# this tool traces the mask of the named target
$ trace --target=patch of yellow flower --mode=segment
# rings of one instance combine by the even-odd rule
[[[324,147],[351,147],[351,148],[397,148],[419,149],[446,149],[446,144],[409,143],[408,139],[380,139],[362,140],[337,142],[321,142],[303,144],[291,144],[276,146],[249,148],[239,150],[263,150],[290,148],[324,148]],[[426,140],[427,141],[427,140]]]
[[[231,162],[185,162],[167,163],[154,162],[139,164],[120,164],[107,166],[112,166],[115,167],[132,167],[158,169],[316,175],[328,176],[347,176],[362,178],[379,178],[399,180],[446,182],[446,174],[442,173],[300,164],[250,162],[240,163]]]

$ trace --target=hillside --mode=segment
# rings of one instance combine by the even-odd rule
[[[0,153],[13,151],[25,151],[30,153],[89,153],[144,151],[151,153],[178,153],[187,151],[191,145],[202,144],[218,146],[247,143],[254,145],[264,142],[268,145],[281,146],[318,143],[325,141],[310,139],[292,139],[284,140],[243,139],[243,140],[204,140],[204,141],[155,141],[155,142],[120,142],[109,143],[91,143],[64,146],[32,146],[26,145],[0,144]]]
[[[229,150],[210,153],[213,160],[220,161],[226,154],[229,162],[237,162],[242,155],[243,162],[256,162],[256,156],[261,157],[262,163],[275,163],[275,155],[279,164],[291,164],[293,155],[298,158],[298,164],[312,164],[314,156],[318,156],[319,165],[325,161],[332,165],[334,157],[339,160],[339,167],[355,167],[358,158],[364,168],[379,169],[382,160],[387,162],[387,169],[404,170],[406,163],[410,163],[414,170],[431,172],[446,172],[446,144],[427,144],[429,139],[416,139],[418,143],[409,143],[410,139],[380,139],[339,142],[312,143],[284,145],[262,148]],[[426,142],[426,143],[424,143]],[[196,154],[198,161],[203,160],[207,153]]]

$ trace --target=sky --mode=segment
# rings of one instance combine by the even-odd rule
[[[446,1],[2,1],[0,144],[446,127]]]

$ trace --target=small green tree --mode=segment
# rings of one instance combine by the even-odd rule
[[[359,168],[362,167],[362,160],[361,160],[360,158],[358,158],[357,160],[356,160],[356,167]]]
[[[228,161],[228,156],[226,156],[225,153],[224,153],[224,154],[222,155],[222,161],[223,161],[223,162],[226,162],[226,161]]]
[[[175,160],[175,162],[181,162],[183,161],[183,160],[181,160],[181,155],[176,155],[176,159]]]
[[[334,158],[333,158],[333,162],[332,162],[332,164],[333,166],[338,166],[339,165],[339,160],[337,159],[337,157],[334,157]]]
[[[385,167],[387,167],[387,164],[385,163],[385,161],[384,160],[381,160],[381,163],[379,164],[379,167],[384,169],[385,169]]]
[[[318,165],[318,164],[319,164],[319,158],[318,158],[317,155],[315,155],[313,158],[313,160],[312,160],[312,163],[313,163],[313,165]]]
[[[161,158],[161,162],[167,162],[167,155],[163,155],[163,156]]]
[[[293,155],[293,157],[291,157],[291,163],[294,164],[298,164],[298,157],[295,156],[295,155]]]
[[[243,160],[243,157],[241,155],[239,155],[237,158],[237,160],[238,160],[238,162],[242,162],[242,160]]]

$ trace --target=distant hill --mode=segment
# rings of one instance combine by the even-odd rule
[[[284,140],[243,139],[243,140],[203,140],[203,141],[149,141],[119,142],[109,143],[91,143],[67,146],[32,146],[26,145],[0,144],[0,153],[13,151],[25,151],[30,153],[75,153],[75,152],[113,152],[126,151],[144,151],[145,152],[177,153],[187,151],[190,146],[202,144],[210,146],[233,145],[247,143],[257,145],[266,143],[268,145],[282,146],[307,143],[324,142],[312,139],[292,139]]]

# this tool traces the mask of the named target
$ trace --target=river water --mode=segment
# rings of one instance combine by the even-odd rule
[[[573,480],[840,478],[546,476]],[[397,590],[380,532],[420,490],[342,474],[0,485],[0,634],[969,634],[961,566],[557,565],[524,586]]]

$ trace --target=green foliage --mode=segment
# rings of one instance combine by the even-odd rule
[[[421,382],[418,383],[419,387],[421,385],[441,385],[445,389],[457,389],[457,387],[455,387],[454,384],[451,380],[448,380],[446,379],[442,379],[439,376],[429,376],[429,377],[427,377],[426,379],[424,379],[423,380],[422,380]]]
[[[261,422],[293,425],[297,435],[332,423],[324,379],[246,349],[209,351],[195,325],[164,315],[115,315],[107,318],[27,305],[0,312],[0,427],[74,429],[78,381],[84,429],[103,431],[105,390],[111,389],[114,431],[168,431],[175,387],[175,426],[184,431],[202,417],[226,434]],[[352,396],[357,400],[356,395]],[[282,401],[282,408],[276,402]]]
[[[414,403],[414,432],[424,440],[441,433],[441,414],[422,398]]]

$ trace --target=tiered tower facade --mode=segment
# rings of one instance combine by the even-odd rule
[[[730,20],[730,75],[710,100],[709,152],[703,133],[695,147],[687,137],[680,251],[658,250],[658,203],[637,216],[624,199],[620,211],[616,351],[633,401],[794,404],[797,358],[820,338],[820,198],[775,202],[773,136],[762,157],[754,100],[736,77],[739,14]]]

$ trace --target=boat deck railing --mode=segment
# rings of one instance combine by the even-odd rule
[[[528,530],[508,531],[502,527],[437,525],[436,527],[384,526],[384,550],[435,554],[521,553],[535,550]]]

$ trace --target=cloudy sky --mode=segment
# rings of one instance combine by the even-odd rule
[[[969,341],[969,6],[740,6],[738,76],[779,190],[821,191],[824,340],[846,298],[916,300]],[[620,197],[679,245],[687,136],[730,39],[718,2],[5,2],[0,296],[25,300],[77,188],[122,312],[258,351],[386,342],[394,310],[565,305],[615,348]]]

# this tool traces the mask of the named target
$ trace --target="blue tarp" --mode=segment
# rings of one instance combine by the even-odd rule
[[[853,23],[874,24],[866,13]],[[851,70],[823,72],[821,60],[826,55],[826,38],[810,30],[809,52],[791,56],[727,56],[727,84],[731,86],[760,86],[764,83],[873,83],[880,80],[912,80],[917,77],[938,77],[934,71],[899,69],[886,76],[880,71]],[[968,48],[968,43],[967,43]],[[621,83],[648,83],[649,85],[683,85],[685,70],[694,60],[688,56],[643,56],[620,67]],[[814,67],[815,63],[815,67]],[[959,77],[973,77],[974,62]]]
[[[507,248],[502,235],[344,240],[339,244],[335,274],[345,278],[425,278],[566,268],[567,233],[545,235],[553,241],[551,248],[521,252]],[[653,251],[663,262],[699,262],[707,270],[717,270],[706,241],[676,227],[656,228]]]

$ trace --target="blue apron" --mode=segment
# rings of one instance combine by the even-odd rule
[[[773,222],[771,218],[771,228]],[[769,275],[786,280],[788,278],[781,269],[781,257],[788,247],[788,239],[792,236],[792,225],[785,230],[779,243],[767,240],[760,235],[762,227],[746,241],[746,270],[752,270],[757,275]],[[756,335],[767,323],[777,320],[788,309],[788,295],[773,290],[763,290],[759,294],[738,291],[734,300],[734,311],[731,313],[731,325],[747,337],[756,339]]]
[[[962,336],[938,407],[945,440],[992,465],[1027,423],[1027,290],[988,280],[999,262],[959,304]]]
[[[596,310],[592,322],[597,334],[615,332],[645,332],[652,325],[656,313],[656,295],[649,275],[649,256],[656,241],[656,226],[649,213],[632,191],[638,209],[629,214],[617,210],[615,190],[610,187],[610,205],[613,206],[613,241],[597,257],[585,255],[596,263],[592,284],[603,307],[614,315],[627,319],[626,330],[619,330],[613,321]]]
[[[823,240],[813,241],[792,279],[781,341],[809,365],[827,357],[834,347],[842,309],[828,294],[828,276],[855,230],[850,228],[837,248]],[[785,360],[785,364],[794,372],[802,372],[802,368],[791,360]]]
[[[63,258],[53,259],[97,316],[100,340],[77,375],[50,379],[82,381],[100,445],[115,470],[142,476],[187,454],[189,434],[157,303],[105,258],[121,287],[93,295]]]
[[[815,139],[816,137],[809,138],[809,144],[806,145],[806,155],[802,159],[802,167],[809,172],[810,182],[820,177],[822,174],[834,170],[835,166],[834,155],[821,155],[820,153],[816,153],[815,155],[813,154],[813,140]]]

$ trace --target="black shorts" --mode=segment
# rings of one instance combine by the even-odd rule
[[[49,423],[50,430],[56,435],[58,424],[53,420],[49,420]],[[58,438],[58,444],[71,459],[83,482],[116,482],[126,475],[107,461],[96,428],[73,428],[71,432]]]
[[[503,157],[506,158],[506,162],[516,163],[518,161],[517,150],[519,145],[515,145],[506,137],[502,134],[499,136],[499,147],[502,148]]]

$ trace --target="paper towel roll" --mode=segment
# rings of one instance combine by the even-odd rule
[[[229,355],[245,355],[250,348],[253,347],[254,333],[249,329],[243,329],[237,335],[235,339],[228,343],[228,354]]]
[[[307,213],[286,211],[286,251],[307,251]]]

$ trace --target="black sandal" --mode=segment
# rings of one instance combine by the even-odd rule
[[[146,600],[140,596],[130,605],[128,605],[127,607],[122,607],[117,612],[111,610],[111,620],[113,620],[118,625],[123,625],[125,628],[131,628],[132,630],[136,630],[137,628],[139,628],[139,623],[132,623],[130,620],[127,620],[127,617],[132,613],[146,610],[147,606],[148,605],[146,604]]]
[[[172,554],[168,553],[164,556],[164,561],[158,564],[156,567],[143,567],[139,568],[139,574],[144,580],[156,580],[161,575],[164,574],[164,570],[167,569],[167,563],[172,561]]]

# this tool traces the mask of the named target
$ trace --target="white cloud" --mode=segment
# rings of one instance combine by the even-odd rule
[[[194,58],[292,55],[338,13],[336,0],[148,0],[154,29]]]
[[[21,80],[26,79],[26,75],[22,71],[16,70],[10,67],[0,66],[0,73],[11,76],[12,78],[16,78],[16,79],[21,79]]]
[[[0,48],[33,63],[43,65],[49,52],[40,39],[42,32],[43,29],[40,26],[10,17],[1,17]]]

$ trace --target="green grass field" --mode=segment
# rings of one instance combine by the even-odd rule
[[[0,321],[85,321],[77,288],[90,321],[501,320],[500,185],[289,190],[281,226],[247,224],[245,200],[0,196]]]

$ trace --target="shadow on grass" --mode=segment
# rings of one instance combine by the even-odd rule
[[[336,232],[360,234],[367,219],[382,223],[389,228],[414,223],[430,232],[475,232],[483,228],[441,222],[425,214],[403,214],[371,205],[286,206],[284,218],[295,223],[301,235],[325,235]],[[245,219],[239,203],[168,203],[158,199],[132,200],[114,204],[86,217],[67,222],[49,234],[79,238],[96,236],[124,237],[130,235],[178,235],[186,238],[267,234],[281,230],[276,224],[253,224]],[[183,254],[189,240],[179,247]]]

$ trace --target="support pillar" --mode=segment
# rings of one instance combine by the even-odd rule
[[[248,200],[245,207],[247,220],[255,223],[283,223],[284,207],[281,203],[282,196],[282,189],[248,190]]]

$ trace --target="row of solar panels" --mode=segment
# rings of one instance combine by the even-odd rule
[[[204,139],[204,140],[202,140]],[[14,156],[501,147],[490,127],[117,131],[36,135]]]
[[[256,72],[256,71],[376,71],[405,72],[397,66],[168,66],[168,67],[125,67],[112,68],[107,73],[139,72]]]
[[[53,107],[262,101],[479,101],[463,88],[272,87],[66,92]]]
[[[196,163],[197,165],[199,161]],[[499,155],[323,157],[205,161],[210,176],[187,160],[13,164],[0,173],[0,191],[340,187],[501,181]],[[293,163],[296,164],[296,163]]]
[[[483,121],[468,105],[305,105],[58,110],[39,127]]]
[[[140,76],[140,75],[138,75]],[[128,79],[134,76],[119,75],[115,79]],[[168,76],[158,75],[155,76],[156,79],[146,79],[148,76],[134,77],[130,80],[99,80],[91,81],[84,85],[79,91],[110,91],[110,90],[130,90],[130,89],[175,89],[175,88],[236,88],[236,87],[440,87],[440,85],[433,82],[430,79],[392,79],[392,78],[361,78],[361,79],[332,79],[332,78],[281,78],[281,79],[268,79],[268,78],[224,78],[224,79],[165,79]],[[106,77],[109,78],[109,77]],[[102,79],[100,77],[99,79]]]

*题目*: 把从第一行一直到含有“[[[446,1],[2,1],[0,144],[446,127]]]”的那一行（两头都算）重新写一遍，只把里面的“even-odd”换成“nonzero”，别的都不动。

*回答*:
# this tool traces the mask of the named target
$ trace --target=patch of yellow flower --mode=segment
# rings of one instance combine by the nonzero rule
[[[324,147],[351,147],[351,148],[397,148],[419,149],[446,149],[446,144],[409,143],[408,139],[380,139],[362,140],[337,142],[321,142],[303,144],[291,144],[276,146],[249,148],[239,150],[263,150],[290,148],[324,148]],[[426,140],[427,141],[427,140]]]
[[[231,162],[185,162],[167,163],[154,162],[139,164],[120,164],[107,166],[112,166],[115,167],[132,167],[158,169],[316,175],[328,176],[347,176],[362,178],[379,178],[399,180],[446,182],[446,174],[442,173],[300,164],[250,162],[240,163]]]

$ trace --target=hillside --mode=segment
# rings of one instance combine by the nonzero rule
[[[0,153],[13,151],[25,151],[30,153],[89,153],[144,151],[151,153],[178,153],[187,151],[191,145],[202,144],[218,146],[247,143],[254,145],[264,142],[268,145],[281,146],[318,143],[325,141],[310,139],[292,139],[284,140],[243,139],[243,140],[204,140],[204,141],[155,141],[155,142],[120,142],[109,143],[91,143],[64,146],[32,146],[26,145],[0,144]]]
[[[229,150],[210,153],[213,160],[220,161],[226,154],[229,162],[237,162],[242,155],[243,162],[256,162],[256,156],[261,157],[262,163],[275,163],[275,155],[279,164],[291,164],[293,155],[298,158],[298,164],[312,164],[314,156],[318,156],[319,165],[325,161],[332,165],[334,157],[339,160],[339,167],[355,167],[358,158],[364,168],[379,169],[382,160],[387,162],[387,169],[404,170],[406,163],[410,163],[414,170],[431,172],[446,172],[446,144],[427,144],[429,139],[416,139],[418,143],[409,143],[410,139],[380,139],[339,142],[312,143],[284,145],[262,148]],[[426,142],[426,143],[424,143]],[[196,154],[198,161],[203,160],[207,153]]]

$ trace --target=sky --mode=segment
# rings of one instance combine by the nonzero rule
[[[446,1],[2,1],[0,144],[446,127]]]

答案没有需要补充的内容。